▶ Tarefas a realizar
1 > Enumere todos os trechos que o texto sobre o relatório da Amnistia apresenta entre aspas angulares («»).
2 > Transcreva fielmente o trecho do texto sobre o relatório da Amnistia que vai de "As reacções do" até "tipo de reacção.".
3 > De acordo com o texto sobre o relatório da Amnistia, por que motivo é condenada a utilização de hospitais e escolas pelas forças ucranianas? Responda em uma a três frases.

▶ Excerto do texto
-----

A Amnistia acusa a Ucrânia de demonstrar a sua «incapacidade de tomar todas as precauções viáveis para proteger os civis» nas situações verificadas. 

As instituições ucranianas não tardaram em responder às denúncias ontem tornadas públicas. O conselheiro presidencial Mykhailo Podoliak acusou a Amnistia, que frequentemente alinha com as posições condicentes com as dos interesses ocidentais, de «participar na campanha de desinformação e propaganda» russa, descrevendo o relatório como uma acção de descrédito de Moscovo. Nas suas redes sociais, o ministro dos Negócios Estrangeiros ucraniano considerou o relatório da ONG: «injusto».

As reacções do Governo ucraniano surgiram após a divulgação pública do relatório. O seu conteúdo, mais detalhado, foi entregue às instituições desse país a 29 de Julho, não tendo suscitado, até à data da publicação, qualquer tipo de reacção.

Exército ucraniano ocupa escolas e hospitais, provocando baixas civis desnecessárias

Investigadores da Amnistia Internacional identificaram cinco ocasiões em que forças ucranianas transformaram hospitais (em funcionamento) em bases militares activas; a mesma situação foi testemunhada em 22 escolas destas regiões (entre as 29 visitadas pela ONG).

«A utilização de hospitais e escolas para fins militares é uma violação flagrante do direito internacional».

-----

Dados de expressões referenciais
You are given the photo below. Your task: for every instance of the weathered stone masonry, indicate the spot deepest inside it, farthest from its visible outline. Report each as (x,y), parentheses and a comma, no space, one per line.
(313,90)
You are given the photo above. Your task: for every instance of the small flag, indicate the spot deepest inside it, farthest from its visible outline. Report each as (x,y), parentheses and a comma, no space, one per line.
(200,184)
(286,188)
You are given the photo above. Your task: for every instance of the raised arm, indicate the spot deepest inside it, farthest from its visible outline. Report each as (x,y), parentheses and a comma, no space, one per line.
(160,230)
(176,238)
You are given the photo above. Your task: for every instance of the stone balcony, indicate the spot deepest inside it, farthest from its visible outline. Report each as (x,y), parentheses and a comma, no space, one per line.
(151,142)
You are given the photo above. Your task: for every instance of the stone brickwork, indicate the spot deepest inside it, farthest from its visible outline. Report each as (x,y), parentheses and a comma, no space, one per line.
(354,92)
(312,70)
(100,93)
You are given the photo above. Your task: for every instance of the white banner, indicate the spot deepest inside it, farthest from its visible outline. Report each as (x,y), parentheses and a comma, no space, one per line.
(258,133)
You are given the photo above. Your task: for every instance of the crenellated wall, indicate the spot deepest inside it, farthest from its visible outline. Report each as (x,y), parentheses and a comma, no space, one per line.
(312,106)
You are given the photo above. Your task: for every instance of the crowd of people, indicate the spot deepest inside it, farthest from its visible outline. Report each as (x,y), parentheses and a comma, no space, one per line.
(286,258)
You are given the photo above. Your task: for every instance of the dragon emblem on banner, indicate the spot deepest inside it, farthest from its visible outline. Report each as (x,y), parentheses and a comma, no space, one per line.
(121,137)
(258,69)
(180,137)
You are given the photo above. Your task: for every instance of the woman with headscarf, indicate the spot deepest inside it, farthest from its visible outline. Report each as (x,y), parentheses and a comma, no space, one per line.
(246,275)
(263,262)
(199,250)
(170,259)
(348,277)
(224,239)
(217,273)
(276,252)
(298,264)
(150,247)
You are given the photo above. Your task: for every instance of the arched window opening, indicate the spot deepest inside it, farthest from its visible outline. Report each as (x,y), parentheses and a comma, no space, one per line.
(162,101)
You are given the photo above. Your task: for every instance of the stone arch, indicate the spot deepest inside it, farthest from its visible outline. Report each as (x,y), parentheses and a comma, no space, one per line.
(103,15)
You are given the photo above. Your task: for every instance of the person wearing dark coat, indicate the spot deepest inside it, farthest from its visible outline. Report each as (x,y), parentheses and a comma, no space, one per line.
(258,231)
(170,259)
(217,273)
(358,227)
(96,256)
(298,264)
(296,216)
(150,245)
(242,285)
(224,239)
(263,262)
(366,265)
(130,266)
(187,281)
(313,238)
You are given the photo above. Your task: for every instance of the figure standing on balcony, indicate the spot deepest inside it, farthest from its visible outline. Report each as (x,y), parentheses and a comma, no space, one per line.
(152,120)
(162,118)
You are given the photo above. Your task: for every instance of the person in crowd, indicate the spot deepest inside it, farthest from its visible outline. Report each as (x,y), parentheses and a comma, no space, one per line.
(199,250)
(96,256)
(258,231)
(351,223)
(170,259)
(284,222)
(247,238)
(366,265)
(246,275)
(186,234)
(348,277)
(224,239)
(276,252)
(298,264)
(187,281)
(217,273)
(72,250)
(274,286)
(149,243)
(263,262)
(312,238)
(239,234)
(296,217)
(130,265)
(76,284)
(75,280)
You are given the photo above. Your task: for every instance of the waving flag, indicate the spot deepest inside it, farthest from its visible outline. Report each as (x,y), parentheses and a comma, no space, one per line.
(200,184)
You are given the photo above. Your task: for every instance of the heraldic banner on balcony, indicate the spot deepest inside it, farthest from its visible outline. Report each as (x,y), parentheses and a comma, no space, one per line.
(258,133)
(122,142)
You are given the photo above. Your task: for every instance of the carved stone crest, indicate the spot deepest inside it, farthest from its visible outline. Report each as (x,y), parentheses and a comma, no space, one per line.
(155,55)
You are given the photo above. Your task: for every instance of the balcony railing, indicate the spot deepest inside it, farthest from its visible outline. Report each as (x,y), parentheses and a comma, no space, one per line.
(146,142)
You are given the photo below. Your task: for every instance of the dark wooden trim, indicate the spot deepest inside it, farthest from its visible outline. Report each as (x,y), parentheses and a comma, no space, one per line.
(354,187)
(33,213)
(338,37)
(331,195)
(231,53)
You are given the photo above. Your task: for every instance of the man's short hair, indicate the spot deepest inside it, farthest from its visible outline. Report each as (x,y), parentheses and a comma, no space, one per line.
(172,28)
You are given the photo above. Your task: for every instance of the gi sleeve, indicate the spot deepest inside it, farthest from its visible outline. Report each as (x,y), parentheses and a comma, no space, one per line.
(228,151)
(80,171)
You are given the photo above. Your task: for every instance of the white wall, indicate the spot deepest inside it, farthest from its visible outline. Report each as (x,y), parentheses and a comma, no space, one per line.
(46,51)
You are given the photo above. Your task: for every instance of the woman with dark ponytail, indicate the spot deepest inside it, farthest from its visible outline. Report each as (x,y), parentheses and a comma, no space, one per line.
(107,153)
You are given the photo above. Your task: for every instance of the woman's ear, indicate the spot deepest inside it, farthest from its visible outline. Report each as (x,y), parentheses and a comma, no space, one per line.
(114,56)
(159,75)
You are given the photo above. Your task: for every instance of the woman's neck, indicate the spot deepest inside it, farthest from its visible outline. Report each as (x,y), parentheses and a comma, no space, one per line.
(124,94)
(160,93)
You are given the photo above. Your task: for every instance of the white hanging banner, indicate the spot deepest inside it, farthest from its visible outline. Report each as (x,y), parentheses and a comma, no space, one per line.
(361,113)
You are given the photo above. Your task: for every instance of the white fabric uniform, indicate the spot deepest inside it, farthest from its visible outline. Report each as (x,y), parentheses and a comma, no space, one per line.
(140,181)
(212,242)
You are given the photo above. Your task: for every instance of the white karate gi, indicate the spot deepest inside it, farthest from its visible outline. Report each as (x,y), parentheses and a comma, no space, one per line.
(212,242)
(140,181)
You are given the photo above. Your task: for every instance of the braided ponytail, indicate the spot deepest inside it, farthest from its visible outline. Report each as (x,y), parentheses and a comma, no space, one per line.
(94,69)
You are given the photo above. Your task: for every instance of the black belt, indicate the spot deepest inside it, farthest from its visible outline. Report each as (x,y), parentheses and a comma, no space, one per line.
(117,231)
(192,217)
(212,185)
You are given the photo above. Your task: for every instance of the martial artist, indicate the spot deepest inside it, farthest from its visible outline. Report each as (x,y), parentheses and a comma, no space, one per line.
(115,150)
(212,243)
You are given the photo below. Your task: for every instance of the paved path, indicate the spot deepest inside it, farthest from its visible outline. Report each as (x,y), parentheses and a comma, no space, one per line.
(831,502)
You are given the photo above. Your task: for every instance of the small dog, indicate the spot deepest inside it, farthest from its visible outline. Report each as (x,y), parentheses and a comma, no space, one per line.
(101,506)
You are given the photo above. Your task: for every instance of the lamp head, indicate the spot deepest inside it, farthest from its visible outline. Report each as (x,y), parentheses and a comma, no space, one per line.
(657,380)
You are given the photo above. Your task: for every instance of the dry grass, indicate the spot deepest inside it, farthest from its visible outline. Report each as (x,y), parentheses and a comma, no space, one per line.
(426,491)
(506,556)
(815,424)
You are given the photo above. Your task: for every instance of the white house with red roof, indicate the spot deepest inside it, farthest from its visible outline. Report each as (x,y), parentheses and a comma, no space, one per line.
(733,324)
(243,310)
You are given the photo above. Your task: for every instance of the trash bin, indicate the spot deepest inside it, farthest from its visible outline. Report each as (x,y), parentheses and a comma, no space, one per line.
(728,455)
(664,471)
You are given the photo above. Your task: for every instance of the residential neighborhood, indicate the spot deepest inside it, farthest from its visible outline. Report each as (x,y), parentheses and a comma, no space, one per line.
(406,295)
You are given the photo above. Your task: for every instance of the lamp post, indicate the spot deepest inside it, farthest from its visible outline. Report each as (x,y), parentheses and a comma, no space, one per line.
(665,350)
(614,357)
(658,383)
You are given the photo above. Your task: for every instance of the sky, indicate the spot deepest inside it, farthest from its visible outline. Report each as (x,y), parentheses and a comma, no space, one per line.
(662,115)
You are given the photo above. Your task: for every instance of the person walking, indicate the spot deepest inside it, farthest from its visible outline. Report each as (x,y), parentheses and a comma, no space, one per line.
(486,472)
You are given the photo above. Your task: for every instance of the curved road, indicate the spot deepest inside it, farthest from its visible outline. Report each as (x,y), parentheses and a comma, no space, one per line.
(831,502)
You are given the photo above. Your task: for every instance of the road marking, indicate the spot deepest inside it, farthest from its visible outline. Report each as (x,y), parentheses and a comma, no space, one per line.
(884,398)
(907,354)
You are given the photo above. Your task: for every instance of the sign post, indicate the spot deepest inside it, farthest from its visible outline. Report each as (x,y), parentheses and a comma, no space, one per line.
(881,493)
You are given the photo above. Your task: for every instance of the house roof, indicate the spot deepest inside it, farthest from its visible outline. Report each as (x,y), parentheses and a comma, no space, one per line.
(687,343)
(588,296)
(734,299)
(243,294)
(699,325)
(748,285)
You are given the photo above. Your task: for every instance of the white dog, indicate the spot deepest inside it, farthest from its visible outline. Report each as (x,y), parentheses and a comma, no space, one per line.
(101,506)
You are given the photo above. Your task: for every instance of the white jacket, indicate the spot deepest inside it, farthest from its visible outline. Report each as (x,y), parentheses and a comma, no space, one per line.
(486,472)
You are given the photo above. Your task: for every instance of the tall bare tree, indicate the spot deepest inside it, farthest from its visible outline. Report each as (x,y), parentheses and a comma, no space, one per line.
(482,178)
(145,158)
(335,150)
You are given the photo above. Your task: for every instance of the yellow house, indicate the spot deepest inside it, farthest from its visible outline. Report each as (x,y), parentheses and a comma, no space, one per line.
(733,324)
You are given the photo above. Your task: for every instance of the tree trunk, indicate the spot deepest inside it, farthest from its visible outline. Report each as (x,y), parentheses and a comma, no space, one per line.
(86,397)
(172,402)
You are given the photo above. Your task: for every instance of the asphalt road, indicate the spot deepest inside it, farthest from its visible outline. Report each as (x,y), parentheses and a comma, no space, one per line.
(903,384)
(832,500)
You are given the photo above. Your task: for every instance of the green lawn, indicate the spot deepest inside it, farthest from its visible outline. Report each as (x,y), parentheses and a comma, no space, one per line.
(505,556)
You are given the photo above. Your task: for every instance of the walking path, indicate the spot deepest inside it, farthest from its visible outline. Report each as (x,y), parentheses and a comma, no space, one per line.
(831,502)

-----

▶ Respostas por tarefa
1 >
«incapacidade de tomar todas as precauções viáveis para proteger os civis»
«participar na campanha de desinformação e propaganda»
«injusto»
«A utilização de hospitais e escolas para fins militares é uma violação flagrante do direito internacional»

2 >
As reacções do Governo ucraniano surgiram após a divulgação pública do relatório. O seu conteúdo, mais detalhado, foi entregue às instituições desse país a 29 de Julho, não tendo suscitado, até à data da publicação, qualquer tipo de reacção.

3 > A utilização de hospitais e escolas para fins militares é condenada por constituir uma violação flagrante do direito internacional. O título do texto acrescenta que essa ocupação provoca baixas civis desnecessárias.